Records from a data collection
* * * * * * * * *

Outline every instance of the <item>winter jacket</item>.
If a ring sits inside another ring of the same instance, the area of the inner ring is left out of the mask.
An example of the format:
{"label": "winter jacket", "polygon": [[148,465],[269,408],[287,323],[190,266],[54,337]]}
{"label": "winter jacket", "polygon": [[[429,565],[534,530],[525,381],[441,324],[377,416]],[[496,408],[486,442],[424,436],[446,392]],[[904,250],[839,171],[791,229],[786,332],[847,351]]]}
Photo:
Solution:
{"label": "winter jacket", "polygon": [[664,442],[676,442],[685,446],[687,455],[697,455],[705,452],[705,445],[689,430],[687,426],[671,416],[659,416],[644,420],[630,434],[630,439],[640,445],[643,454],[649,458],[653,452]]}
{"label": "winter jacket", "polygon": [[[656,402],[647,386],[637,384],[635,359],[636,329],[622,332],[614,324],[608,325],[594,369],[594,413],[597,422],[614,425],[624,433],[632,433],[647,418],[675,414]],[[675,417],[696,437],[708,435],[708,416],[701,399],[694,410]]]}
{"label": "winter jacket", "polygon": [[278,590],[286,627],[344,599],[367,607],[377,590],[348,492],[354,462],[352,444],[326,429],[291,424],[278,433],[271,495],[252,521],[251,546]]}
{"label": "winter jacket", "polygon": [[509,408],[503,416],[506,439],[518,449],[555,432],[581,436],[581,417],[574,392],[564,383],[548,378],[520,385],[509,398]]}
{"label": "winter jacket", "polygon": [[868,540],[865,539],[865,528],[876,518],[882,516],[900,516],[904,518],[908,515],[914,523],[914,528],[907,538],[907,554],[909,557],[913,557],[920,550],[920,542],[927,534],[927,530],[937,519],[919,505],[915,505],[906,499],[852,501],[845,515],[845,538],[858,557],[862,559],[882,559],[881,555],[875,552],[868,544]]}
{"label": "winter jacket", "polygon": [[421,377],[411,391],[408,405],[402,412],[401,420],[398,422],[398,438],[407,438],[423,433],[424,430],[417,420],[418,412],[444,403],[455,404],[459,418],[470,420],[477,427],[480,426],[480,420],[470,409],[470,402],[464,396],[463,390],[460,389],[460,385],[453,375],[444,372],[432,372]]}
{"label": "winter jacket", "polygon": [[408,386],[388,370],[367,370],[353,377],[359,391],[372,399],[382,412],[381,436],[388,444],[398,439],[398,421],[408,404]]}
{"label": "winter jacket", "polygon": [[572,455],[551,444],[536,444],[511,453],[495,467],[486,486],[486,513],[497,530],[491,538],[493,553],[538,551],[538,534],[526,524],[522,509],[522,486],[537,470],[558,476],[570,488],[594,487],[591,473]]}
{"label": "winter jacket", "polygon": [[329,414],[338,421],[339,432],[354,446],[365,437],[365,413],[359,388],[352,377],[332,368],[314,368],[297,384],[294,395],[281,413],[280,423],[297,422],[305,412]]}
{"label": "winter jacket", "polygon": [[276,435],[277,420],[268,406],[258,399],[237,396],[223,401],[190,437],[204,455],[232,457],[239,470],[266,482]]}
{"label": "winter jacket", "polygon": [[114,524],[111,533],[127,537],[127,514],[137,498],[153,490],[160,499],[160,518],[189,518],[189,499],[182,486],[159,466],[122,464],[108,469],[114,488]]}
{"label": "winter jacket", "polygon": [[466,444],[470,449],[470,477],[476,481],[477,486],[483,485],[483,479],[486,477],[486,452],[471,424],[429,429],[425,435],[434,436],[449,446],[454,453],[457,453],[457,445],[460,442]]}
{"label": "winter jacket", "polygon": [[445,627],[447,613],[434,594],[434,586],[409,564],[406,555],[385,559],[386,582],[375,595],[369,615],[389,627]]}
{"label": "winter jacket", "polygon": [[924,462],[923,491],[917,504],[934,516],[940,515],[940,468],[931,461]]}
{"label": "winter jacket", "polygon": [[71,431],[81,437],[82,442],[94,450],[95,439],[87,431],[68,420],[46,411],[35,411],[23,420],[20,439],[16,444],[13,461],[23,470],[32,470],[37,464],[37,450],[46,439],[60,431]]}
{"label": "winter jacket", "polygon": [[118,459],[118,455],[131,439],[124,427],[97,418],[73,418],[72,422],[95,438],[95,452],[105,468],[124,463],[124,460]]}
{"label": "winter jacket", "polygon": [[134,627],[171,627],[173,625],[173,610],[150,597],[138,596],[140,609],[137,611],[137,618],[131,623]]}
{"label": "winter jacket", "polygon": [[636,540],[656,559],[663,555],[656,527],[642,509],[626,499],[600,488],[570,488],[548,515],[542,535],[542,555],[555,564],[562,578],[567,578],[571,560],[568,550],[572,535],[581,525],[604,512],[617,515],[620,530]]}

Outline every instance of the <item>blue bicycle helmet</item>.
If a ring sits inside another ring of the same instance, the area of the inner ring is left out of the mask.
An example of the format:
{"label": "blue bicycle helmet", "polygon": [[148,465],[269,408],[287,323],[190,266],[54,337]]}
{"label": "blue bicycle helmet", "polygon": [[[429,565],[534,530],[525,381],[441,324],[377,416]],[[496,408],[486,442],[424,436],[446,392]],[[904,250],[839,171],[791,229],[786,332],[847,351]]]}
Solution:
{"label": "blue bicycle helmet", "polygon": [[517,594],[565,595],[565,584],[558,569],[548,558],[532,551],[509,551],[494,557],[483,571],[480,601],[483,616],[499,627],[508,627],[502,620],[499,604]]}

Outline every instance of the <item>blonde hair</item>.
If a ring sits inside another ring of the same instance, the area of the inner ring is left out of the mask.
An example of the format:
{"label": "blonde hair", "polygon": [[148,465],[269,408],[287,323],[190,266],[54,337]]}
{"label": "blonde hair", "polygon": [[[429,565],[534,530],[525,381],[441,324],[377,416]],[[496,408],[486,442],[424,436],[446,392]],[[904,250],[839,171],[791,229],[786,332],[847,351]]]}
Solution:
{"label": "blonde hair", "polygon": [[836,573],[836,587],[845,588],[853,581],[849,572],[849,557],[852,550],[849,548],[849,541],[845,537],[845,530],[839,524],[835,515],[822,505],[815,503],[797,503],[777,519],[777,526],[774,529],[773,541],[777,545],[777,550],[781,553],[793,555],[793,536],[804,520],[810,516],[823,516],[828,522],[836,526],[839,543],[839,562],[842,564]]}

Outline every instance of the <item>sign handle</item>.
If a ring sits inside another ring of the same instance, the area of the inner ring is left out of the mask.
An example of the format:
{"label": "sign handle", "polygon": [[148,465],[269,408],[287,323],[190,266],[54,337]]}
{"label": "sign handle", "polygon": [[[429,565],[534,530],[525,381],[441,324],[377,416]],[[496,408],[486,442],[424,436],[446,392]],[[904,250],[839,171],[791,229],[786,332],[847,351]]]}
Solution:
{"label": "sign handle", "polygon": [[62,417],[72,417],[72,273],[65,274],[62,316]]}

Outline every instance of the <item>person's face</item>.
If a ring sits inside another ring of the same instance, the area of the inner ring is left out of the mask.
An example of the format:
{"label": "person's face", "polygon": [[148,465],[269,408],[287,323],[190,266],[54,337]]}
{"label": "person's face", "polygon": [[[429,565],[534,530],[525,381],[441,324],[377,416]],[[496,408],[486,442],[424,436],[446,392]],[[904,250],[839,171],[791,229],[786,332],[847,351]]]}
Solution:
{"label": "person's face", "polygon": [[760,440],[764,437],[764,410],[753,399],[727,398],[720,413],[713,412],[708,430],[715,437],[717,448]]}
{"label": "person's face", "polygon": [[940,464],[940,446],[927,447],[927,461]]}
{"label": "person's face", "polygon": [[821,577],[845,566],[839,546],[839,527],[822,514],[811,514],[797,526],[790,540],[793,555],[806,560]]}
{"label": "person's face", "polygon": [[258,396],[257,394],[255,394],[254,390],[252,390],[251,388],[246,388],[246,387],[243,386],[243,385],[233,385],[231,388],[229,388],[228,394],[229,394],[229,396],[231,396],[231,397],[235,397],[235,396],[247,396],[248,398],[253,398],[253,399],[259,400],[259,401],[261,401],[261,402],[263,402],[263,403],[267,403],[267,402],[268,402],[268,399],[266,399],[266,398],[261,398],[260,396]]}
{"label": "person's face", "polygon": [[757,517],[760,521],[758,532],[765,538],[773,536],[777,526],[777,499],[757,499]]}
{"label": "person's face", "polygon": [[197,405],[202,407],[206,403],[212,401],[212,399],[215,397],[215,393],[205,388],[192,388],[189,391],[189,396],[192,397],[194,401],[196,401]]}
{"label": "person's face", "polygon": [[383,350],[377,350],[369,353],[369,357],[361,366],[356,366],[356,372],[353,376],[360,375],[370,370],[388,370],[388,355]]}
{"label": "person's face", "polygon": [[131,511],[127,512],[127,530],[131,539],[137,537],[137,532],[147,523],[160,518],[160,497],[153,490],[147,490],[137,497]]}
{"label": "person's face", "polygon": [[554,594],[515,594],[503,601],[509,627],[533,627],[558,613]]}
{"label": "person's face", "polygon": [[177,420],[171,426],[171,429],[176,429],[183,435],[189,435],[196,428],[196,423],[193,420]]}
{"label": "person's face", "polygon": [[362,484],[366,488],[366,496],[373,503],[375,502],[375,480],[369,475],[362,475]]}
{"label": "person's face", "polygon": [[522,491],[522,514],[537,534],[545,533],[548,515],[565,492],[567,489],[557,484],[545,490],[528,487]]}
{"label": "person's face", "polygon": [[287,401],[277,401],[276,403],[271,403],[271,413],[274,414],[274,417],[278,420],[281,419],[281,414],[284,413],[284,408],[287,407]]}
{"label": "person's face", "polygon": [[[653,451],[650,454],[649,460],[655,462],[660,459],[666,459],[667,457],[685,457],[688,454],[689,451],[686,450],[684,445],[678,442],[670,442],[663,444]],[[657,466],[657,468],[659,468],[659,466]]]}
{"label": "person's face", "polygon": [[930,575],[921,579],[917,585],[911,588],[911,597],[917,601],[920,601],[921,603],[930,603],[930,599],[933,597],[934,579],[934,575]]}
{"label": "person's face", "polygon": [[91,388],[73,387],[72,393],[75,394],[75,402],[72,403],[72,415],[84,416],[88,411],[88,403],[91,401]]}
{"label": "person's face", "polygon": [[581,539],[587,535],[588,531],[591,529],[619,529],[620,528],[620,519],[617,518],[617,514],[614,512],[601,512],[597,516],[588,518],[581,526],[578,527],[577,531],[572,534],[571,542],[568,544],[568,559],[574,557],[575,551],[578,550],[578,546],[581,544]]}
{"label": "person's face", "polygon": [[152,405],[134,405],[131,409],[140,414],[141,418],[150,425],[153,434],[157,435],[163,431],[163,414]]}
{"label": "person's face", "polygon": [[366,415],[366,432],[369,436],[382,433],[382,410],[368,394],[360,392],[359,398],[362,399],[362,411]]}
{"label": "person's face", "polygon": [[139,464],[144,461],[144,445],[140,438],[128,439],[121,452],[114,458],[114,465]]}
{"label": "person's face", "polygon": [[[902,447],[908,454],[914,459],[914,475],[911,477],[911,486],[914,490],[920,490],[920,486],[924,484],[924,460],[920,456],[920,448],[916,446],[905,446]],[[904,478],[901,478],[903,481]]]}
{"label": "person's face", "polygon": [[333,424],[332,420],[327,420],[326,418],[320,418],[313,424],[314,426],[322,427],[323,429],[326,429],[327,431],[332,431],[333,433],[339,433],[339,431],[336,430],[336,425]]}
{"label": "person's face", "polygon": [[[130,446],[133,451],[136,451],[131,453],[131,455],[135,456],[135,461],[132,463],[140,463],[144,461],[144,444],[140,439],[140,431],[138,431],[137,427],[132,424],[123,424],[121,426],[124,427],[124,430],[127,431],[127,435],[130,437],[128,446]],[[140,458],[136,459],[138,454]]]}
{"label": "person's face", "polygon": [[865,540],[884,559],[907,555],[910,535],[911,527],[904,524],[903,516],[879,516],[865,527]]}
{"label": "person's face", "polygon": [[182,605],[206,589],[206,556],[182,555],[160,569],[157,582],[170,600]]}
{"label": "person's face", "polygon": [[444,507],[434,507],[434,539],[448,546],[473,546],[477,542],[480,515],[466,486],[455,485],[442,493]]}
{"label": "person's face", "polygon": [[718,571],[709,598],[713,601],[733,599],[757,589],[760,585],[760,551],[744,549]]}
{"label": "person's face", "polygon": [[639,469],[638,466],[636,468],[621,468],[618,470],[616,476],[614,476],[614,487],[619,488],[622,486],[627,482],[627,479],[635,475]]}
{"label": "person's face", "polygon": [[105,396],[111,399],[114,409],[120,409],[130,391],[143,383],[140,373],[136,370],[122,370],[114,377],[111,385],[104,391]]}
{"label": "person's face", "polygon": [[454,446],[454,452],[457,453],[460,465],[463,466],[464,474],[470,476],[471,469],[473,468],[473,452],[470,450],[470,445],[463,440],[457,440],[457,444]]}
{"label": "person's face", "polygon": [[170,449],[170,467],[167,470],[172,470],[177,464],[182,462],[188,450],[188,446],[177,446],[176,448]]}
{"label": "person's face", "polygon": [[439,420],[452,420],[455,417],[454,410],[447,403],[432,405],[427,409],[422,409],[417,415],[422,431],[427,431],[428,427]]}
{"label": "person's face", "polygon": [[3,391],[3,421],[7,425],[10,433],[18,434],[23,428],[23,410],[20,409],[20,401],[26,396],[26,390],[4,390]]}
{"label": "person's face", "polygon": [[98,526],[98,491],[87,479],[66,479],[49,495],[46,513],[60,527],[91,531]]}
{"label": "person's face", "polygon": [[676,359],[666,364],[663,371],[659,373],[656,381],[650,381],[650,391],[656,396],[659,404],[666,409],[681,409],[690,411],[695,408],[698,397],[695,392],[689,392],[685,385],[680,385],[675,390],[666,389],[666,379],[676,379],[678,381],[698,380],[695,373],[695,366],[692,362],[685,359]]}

* * * * * * * * *

* WORK TASK *
Across all the entries above, count each line that has the word "every" in it, and give only the count.

* PROBLEM SOLUTION *
5